■ **HOW TO COMPLETE THIS TASK**: Each entry that follows should be written again verbatim.

Saved entries
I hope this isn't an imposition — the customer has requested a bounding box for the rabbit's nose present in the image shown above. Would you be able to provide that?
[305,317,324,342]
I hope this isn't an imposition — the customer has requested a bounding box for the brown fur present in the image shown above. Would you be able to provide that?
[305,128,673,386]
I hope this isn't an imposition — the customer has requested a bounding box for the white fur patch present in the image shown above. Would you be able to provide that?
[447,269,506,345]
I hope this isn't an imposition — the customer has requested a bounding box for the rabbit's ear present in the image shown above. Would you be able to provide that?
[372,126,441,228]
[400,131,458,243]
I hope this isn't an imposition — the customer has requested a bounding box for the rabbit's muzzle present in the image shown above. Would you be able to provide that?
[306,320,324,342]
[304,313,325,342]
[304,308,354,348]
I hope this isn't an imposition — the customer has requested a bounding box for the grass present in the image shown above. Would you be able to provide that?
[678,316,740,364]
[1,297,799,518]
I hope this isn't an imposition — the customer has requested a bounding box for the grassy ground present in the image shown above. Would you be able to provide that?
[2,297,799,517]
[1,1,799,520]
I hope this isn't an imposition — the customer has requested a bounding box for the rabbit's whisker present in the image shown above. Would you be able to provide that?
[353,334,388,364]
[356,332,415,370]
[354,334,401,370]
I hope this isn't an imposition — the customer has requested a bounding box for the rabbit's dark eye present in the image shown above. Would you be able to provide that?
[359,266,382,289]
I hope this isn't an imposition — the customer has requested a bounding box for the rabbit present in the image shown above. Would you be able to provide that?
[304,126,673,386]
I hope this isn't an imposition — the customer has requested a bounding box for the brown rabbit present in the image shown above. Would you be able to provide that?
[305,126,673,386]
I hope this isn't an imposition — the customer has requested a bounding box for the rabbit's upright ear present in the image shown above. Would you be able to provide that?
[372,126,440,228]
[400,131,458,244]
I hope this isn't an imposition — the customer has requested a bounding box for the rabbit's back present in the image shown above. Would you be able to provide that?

■ **RESPONSE BELOW**:
I hope this isn't an imposition — the customer has requested a bounding box for the rabbit's nose present in the image shown above. Would you be able to provide that?
[305,317,324,342]
I hope this isn't an imposition — the customer has requested a bounding box for the brown fur present in the image shown above. Would you be able to provide that?
[305,128,673,386]
I hope this isn't an imposition — the customer has requested a bounding box for the white fur patch present in the image shown above. Would you be able to provide that?
[447,269,506,345]
I hope this isn't an imposition — the customer has requested a bounding box for the rabbit's ear present in the image shown above. Would you be able to provide that?
[372,126,441,228]
[400,131,458,243]
I hope this isn't an imposition — the customer has requested a bounding box for the rabbit's muzzle present in the image shown above. Would you be able to provide that?
[306,320,324,342]
[304,313,325,342]
[304,308,354,348]
I hope this isn't an imposition — the customer has requested a bounding box for the grass present in the image shown above. Would you be able to provide that?
[678,316,740,364]
[1,297,799,518]
I hope this isn't an imposition — the customer has requested a bounding box for the grassy ground present in the image shown above. Would you be able to provide that?
[2,297,799,517]
[1,1,799,520]
I hope this isn't an imposition — the customer has requested a bounding box for the rabbit's whisker present in the image shown above. Would you be able to provide that?
[353,334,388,364]
[356,332,415,370]
[354,334,401,370]
I hope this isn't an imposition — the customer has requested a bounding box for the rabbit's dark eye present in the image shown above. Would you be able to provide that?
[359,266,382,289]
I hope this isn't an imposition — the customer has requested a bounding box for the rabbit present in the image shown above. Would you be able to provide that?
[304,126,673,386]
I hope this isn't an imposition — the customer has requested a bounding box for the brown rabbit present in the image shown above. Would you be able to provide that?
[305,126,673,386]
I hope this isn't an imposition — the customer has requested a bounding box for the rabbit's upright ear present in the image shown above. Would you be able to provide that?
[372,126,440,228]
[400,131,458,244]
I hope this isn't an imposition — the customer has requested a bounding box for the rabbit's back present in the image shown above. Would you be able to provide that?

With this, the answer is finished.